What this task involves: Give a verbatim copy of the lines below, minus the pictures.

[Records from a collection]
■ ■ ■

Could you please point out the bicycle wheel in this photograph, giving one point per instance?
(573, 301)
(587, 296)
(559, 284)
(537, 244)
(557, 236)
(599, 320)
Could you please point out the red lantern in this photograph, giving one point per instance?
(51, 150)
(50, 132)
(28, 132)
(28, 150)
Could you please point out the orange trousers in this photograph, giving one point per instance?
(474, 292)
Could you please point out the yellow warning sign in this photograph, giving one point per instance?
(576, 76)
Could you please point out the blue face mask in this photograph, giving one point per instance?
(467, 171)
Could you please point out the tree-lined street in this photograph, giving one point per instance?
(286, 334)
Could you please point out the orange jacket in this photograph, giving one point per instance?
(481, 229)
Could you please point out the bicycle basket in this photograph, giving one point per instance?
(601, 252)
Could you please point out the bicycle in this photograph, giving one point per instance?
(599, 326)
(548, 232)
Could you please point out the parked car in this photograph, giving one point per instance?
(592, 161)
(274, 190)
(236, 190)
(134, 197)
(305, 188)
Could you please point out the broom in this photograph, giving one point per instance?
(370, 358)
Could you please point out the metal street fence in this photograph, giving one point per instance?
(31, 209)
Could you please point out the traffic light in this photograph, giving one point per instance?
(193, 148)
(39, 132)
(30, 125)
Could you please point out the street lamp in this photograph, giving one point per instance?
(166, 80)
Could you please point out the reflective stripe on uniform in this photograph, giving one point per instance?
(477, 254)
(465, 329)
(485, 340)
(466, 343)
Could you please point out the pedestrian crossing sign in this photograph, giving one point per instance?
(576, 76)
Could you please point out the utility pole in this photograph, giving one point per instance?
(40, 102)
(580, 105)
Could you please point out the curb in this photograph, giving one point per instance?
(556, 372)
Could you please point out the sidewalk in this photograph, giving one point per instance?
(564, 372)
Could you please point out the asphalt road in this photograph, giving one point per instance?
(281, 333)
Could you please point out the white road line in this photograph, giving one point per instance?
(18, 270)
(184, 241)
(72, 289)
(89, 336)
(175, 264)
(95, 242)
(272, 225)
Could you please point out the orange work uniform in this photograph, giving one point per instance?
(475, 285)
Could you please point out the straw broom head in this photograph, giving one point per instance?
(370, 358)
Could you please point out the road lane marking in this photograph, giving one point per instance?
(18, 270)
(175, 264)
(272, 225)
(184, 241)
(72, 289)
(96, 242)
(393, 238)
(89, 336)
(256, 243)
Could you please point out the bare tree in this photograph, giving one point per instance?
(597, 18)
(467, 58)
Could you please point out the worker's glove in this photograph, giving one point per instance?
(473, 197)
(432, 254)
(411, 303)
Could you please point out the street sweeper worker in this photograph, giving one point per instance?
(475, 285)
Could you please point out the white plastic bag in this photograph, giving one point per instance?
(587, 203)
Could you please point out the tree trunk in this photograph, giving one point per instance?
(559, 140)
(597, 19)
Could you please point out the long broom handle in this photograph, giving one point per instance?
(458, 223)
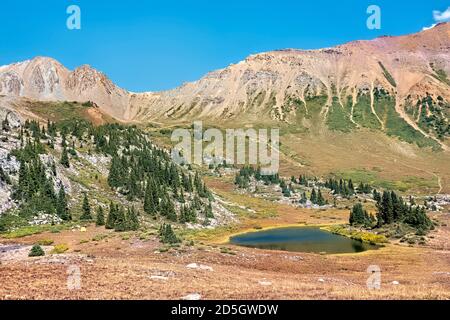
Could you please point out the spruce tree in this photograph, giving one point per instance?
(132, 219)
(86, 207)
(111, 219)
(100, 220)
(61, 206)
(320, 199)
(120, 224)
(313, 196)
(65, 158)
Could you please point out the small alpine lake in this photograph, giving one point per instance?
(301, 239)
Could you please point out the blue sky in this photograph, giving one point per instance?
(154, 45)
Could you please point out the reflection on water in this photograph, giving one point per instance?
(300, 239)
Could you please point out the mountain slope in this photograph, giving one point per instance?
(398, 85)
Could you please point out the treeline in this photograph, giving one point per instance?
(391, 208)
(119, 219)
(341, 187)
(139, 170)
(35, 189)
(243, 177)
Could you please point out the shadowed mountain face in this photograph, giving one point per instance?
(398, 85)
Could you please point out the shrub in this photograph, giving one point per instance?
(45, 242)
(36, 251)
(60, 248)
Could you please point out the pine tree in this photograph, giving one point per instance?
(304, 199)
(167, 235)
(86, 215)
(132, 219)
(100, 220)
(111, 219)
(313, 196)
(65, 158)
(61, 206)
(120, 224)
(320, 199)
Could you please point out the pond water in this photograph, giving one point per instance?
(301, 239)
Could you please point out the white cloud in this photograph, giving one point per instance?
(439, 16)
(443, 16)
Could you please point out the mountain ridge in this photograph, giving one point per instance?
(273, 85)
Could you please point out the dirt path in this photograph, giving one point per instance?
(372, 108)
(405, 117)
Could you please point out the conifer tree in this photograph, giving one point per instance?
(313, 196)
(61, 206)
(100, 220)
(65, 158)
(132, 219)
(111, 219)
(320, 199)
(86, 215)
(120, 224)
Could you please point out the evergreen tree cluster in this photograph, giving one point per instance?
(4, 177)
(392, 208)
(35, 188)
(167, 235)
(120, 219)
(245, 174)
(341, 187)
(359, 216)
(317, 197)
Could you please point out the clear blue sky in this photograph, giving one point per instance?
(154, 45)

■ ■ ■

Result of the task:
Could you please point out the bicycle wheel in this photograph, giving one point per instance?
(573, 301)
(587, 296)
(559, 284)
(537, 244)
(557, 236)
(599, 320)
Could you please point out the red lantern in this photograph, giving one point per instance?
(51, 150)
(50, 132)
(28, 132)
(28, 150)
Could you please point out the orange trousers in this photograph, giving one point per instance?
(474, 292)
Could you please point out the yellow warning sign in this photograph, giving one point per instance?
(576, 76)
Could you please point out the blue face mask in this photograph, giving one point per instance?
(467, 171)
Could you please point out the tree-lined street in this photograph, giving one point per instance?
(286, 334)
Could you please point out the orange jacket in this photograph, giving one point per instance?
(481, 229)
Could you please point out the bicycle basket in this photograph, giving one point per instance?
(601, 252)
Could you please point out the bicycle in this photograph, giving one point per instance?
(599, 326)
(548, 232)
Could you please point out the parked car in this photograph, giving one point per instance?
(592, 161)
(274, 190)
(236, 190)
(134, 197)
(305, 188)
Could you please point out the broom in this photograph, giving one point per instance?
(370, 358)
Could you please point out the metal street fence in this photograph, giving one point per instance?
(31, 209)
Could you please point out the traffic light in this photograph, giving one point per instance?
(193, 148)
(39, 132)
(30, 125)
Could you please point out the street lamp in this photograph, giving one point per instance?
(166, 80)
Could you please point out the reflective stripe on uniform in this photograph, giving one point per instance?
(477, 254)
(465, 329)
(485, 340)
(466, 343)
Could you please point out the pedestrian crossing sign in this photograph, giving one point per instance?
(576, 76)
Could you please point out the utility pole in this photograph, giving one point per instance?
(40, 102)
(580, 105)
Could you please point out the curb in this photograph, giving one point per instance?
(556, 372)
Could you please point out the sidewalk in this photograph, giving one point per instance?
(564, 372)
Could you please point out the asphalt road in this photograph, giving one point per instance?
(281, 333)
Could you please point out the white road line in this photograph, giving one point per instance?
(18, 270)
(184, 241)
(72, 289)
(89, 336)
(175, 264)
(95, 242)
(272, 225)
Could you please point out the orange work uniform in this photograph, giving one point per instance?
(475, 285)
Could you please point out the straw broom head in this photograph, giving one point per instance?
(370, 358)
Could you please point out the road lane marking in this photograph, giving one point per instance?
(18, 270)
(175, 264)
(272, 225)
(184, 241)
(72, 289)
(96, 242)
(393, 238)
(89, 336)
(256, 243)
Could you please point out the bare tree in this photograph, giving one point per instance?
(597, 18)
(467, 58)
Could you please point out the worker's glove in this photograph, giving one point per instance?
(473, 197)
(432, 254)
(411, 303)
Could you please point out the street sweeper worker in this photograph, giving one point per instance?
(475, 285)
Could you please point out the white plastic bag in this photograph, giving one point per instance?
(587, 203)
Could you please point out the tree trunk in this photograph, giving one point per instance?
(559, 140)
(597, 19)
Could you please point out the long broom handle in this photograph, giving one point per instance?
(458, 223)
Could you please point out the spruce tree in this photograph, giving one point per instance?
(132, 219)
(86, 207)
(111, 219)
(100, 220)
(61, 206)
(320, 199)
(120, 224)
(313, 196)
(65, 158)
Could you please point out the small alpine lake in this photograph, giving one point per instance?
(301, 239)
Could you please point out the blue sky in this photograph, giving one point per instance?
(154, 45)
Could you please point out the reflection on water in this photograph, giving one point per instance?
(300, 239)
Could you please point out the mountain slope in this photograph, giving one point per instance?
(398, 85)
Could you please point out the treeline in this photograph, giving one point per instance?
(391, 208)
(119, 219)
(341, 187)
(139, 170)
(35, 189)
(243, 177)
Could you please point out the shadowed mountain face in this photograph, giving one point per instance?
(398, 85)
Could you please point out the shrub in this photograph, giving one point per instance?
(45, 242)
(36, 251)
(60, 248)
Could you please point out the pine tree in this photograph, giving one point per instance?
(304, 199)
(167, 235)
(86, 215)
(132, 219)
(100, 220)
(111, 219)
(313, 196)
(65, 158)
(61, 206)
(120, 224)
(320, 199)
Could you please point out the pond water in this photograph, giving one point per instance?
(301, 239)
Could you please point out the white cloud in this photograph, giving one point per instance?
(439, 16)
(443, 16)
Could you please point out the mountain ridge in this photograph, giving one point per instance?
(273, 85)
Could you please point out the dirt path in this photograph, giving one point per instance?
(372, 108)
(405, 117)
Could you please point out the conifer tree in this photograph, giving one point per instance?
(313, 196)
(61, 206)
(100, 220)
(65, 158)
(132, 219)
(111, 219)
(320, 199)
(86, 215)
(120, 224)
Could you please point out the evergreen tree cluster in this photograph, giving one point per instance?
(4, 177)
(392, 208)
(35, 188)
(167, 235)
(120, 219)
(245, 174)
(341, 187)
(359, 216)
(317, 197)
Could you please point out the clear blue sky in this photograph, giving one point per instance?
(154, 45)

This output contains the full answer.